» **Text segment**:

_ _ _ _ _

View Full Version : Parsing Power Point Files
daenku32
10-21-2005, 02:28 PM
We have hundreds of power point documents, many of which's particular slides (pages) are only applicable under certain conditions. And these documents are saved in HTML format for viewing with IE. I am now looking into parsing the power point files to remove specific slides based on conditions.
So I'm right now looking at couple of options:
1. Insert text field into each slide containing the condition and having the web programmers do Regular Expression search through each slide, looking for the condition field.
2. Convert to a new standard in which I could define a condition field at a standard location of slide/page. However the new standard would need an easy to use GUI (for non-programmers) for creating content for the slides/pages.
Not sure which would be better on the long run. Any suggestions?
darksidepuffin
10-21-2005, 04:28 PM
Option one may be easiest if you -need- to use powerpoint -- I'm not familiar with powerpoint's output html...but I imagine thats the easiest you'll get..although it's still going to be quite tedious.
What language?
daenku32
10-21-2005, 05:12 PM
I believe they (Regional IT department, they control all the programming aspects of the site) uses one of the VB related languages (.NET, Script etc).
I would be open for non-PowerPoint standard, but like I said, the publishing must be simple without any programming involved.
darksidepuffin
10-21-2005, 05:20 PM
You could use a standard issue input based script that used form fields much like posts for this forum use...which may be easier or more difficult depending on the nature of the content of the powerpoints. These can often be made easier to maintain by people who prefer a gui by using a client side scripting WYSIWYG solution. Though quite often even the most development-shy person finds a standard form input easy to use.
If you could give us some idea of the nature of the slides content(eg: is it mainly text?mainly imagery?does it require combinations of both?does it require certain features that may be difficult to emulate outside of powerpoint?) it may help us give you some ideas.

_ _ _ _ _

» **Material supplied**:
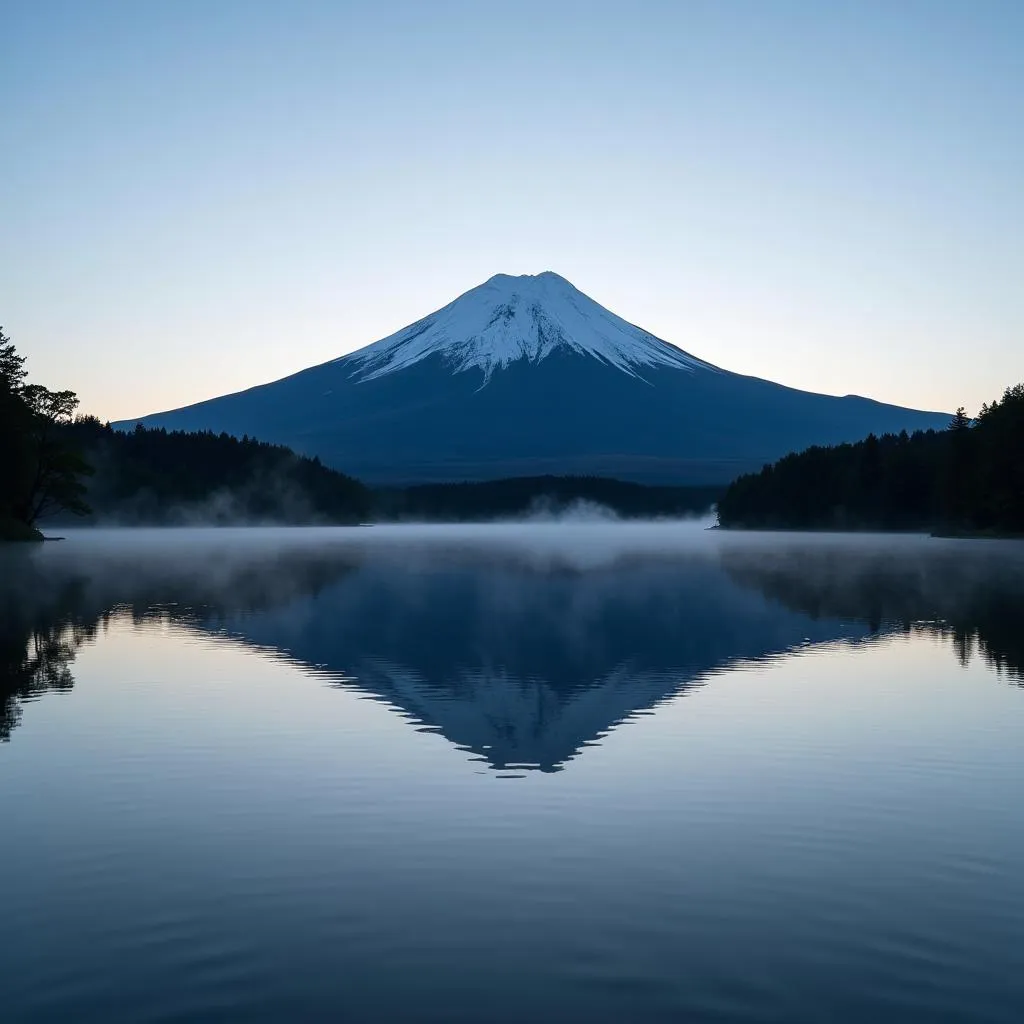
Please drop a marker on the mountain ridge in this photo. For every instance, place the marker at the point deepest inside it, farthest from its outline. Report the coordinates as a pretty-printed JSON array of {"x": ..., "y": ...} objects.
[{"x": 527, "y": 376}]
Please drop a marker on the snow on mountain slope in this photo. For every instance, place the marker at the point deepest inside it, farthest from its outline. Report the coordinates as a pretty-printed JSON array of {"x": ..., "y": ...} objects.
[{"x": 508, "y": 318}]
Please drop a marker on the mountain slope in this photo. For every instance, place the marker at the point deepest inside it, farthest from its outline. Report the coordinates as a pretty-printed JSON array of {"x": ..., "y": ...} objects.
[{"x": 524, "y": 376}]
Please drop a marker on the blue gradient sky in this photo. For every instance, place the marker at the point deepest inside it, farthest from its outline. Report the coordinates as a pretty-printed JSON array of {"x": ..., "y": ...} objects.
[{"x": 198, "y": 197}]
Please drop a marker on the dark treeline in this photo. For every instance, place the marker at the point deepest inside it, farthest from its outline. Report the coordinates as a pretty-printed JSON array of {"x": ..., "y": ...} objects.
[
  {"x": 161, "y": 477},
  {"x": 967, "y": 479},
  {"x": 539, "y": 496},
  {"x": 40, "y": 473}
]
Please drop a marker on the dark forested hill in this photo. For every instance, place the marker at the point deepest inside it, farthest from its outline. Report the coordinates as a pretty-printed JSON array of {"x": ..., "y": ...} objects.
[
  {"x": 156, "y": 476},
  {"x": 969, "y": 478},
  {"x": 540, "y": 496}
]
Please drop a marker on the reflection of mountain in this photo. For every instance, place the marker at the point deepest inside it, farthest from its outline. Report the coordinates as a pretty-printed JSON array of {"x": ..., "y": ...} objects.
[
  {"x": 525, "y": 666},
  {"x": 521, "y": 660}
]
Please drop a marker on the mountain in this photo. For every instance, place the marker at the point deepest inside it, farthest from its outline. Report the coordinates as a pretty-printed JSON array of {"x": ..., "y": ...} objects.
[{"x": 527, "y": 376}]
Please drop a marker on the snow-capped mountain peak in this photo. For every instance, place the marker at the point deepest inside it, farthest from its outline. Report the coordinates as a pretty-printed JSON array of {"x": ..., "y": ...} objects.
[{"x": 508, "y": 318}]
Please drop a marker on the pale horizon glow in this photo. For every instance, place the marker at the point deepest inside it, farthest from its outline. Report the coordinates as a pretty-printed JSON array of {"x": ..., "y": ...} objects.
[{"x": 200, "y": 198}]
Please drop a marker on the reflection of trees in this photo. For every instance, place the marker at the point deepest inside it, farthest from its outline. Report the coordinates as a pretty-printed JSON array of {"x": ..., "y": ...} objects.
[
  {"x": 972, "y": 597},
  {"x": 47, "y": 614},
  {"x": 37, "y": 645}
]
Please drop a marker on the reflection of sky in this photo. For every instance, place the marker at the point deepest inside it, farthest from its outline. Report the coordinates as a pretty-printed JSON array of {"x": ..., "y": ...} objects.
[{"x": 826, "y": 195}]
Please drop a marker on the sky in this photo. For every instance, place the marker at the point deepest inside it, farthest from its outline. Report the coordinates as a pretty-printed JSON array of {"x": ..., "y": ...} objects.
[{"x": 201, "y": 196}]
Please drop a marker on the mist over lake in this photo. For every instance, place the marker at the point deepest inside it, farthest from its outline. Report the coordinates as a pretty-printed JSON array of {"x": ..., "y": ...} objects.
[{"x": 526, "y": 771}]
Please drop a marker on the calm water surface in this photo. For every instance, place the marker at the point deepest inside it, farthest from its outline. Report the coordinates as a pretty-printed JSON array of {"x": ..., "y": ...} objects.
[{"x": 560, "y": 773}]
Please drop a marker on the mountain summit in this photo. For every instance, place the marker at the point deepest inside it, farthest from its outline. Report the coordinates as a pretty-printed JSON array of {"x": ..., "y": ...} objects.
[
  {"x": 526, "y": 375},
  {"x": 526, "y": 317}
]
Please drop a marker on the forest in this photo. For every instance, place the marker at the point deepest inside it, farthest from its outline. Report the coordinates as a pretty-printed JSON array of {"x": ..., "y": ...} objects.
[
  {"x": 61, "y": 468},
  {"x": 968, "y": 479},
  {"x": 540, "y": 497}
]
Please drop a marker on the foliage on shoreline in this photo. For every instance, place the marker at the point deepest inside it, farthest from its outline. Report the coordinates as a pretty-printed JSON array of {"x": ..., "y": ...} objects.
[
  {"x": 968, "y": 479},
  {"x": 540, "y": 497},
  {"x": 40, "y": 472},
  {"x": 152, "y": 476}
]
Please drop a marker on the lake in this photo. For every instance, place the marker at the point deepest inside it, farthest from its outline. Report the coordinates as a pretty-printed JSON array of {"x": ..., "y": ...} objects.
[{"x": 527, "y": 772}]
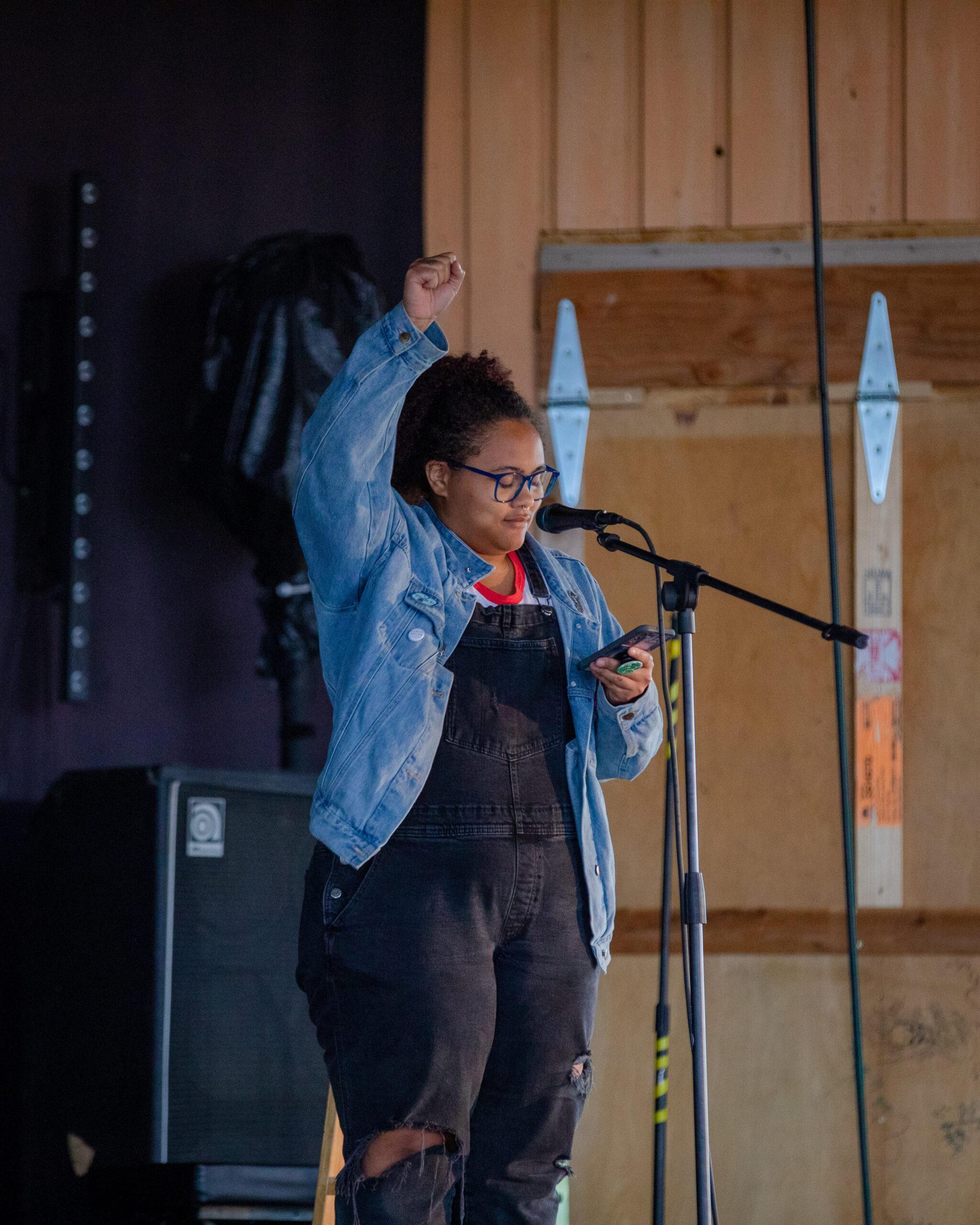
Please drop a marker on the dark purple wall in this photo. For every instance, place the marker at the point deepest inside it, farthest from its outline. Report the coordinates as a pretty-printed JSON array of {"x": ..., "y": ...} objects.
[{"x": 211, "y": 124}]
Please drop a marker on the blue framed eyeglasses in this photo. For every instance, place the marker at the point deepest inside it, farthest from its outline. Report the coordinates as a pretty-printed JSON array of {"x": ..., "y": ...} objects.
[{"x": 509, "y": 484}]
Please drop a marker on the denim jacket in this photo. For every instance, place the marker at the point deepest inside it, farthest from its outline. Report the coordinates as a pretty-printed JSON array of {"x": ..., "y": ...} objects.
[{"x": 392, "y": 592}]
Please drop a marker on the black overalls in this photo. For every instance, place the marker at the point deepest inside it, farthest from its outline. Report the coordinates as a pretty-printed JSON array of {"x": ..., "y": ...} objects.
[{"x": 451, "y": 978}]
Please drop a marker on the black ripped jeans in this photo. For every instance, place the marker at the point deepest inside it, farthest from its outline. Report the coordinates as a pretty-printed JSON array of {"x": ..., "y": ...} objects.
[{"x": 450, "y": 978}]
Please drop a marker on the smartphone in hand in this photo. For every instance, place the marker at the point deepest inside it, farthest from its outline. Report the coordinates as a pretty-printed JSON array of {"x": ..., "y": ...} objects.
[{"x": 647, "y": 637}]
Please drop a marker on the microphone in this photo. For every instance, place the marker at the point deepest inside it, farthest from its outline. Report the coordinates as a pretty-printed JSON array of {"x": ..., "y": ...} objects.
[{"x": 557, "y": 517}]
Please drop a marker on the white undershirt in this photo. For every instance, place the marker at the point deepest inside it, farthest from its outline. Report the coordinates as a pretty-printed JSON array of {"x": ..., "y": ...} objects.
[{"x": 527, "y": 597}]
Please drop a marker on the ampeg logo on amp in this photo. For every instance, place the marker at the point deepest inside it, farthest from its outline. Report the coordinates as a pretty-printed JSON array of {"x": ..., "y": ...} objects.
[{"x": 205, "y": 827}]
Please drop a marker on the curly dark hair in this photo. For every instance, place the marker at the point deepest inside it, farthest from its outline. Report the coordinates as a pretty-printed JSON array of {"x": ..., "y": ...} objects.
[{"x": 447, "y": 413}]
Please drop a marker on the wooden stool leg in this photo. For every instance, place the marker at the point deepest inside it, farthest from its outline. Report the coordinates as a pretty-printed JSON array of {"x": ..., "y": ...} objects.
[{"x": 331, "y": 1163}]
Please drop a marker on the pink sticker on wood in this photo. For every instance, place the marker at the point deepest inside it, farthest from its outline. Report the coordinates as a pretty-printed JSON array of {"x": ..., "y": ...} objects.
[{"x": 880, "y": 663}]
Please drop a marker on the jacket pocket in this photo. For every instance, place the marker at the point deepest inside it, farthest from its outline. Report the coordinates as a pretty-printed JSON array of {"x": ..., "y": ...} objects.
[
  {"x": 416, "y": 628},
  {"x": 345, "y": 884}
]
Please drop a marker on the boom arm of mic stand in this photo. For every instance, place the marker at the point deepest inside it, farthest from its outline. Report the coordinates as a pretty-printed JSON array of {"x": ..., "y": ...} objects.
[{"x": 691, "y": 578}]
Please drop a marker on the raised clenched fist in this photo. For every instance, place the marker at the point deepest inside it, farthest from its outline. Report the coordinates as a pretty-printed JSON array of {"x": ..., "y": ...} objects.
[{"x": 432, "y": 285}]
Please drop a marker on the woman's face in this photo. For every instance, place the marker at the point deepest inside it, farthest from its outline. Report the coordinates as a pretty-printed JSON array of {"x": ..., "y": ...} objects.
[{"x": 465, "y": 500}]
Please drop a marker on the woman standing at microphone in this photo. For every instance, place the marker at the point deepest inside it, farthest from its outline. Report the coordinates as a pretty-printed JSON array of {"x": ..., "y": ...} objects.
[{"x": 460, "y": 902}]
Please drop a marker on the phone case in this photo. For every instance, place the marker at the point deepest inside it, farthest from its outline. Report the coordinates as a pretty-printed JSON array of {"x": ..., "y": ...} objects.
[{"x": 645, "y": 636}]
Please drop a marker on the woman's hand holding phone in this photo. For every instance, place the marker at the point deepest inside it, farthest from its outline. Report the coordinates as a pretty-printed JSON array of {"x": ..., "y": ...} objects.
[{"x": 622, "y": 688}]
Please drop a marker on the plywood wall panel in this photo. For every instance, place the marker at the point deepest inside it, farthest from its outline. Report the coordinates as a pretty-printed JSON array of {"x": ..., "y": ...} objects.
[
  {"x": 942, "y": 52},
  {"x": 505, "y": 103},
  {"x": 768, "y": 113},
  {"x": 860, "y": 100},
  {"x": 732, "y": 327},
  {"x": 685, "y": 113},
  {"x": 447, "y": 163},
  {"x": 746, "y": 502},
  {"x": 781, "y": 1093},
  {"x": 942, "y": 653},
  {"x": 598, "y": 113}
]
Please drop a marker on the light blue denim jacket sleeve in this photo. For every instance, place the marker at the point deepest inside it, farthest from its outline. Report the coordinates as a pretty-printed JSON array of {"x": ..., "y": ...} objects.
[{"x": 344, "y": 495}]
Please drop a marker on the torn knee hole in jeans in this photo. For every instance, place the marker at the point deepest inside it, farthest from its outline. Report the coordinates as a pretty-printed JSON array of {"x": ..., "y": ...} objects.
[
  {"x": 352, "y": 1176},
  {"x": 580, "y": 1075}
]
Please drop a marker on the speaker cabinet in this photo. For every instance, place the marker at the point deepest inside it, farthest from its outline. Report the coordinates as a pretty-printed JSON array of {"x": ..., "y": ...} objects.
[{"x": 163, "y": 1021}]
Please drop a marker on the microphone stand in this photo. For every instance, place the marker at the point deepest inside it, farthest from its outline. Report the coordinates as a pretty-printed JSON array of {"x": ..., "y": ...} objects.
[{"x": 680, "y": 597}]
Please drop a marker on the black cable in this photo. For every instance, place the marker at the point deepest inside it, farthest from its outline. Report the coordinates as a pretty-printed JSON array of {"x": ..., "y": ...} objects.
[
  {"x": 828, "y": 486},
  {"x": 7, "y": 463}
]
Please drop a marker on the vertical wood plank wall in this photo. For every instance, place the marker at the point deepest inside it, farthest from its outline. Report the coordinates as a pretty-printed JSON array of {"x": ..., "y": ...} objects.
[
  {"x": 618, "y": 114},
  {"x": 672, "y": 114}
]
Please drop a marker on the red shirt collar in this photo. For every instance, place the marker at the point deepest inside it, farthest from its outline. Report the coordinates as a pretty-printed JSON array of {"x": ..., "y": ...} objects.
[{"x": 519, "y": 585}]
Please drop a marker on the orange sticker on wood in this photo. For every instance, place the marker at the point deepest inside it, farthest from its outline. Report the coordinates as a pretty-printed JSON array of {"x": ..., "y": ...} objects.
[{"x": 879, "y": 761}]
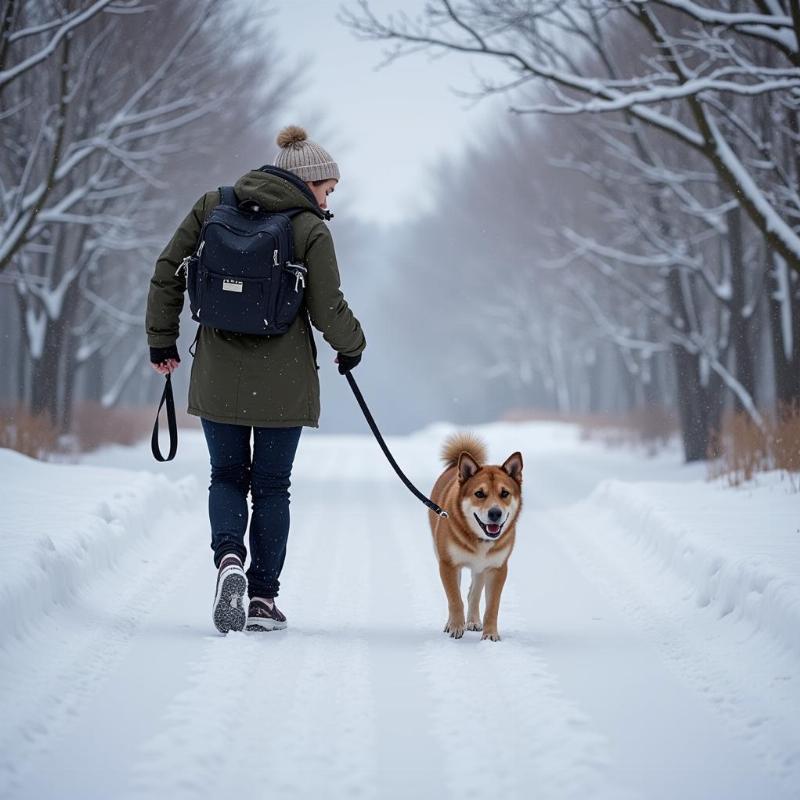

_ _ _ _ _

» **Exercise set**:
(1) Please reproduce word for word the part of the PowerPoint parsing thread starting with "View Full Version" and going on through "the condition field.".
(2) Give the date and time shown with each post in the PowerPoint parsing thread.

» **Full solutions**:
(1)
View Full Version : Parsing Power Point Files
daenku32
10-21-2005, 02:28 PM
We have hundreds of power point documents, many of which's particular slides (pages) are only applicable under certain conditions. And these documents are saved in HTML format for viewing with IE. I am now looking into parsing the power point files to remove specific slides based on conditions.
So I'm right now looking at couple of options:
1. Insert text field into each slide containing the condition and having the web programmers do Regular Expression search through each slide, looking for the condition field.

(2)
- 10-21-2005, 02:28 PM
- 10-21-2005, 04:28 PM
- 10-21-2005, 05:12 PM
- 10-21-2005, 05:20 PM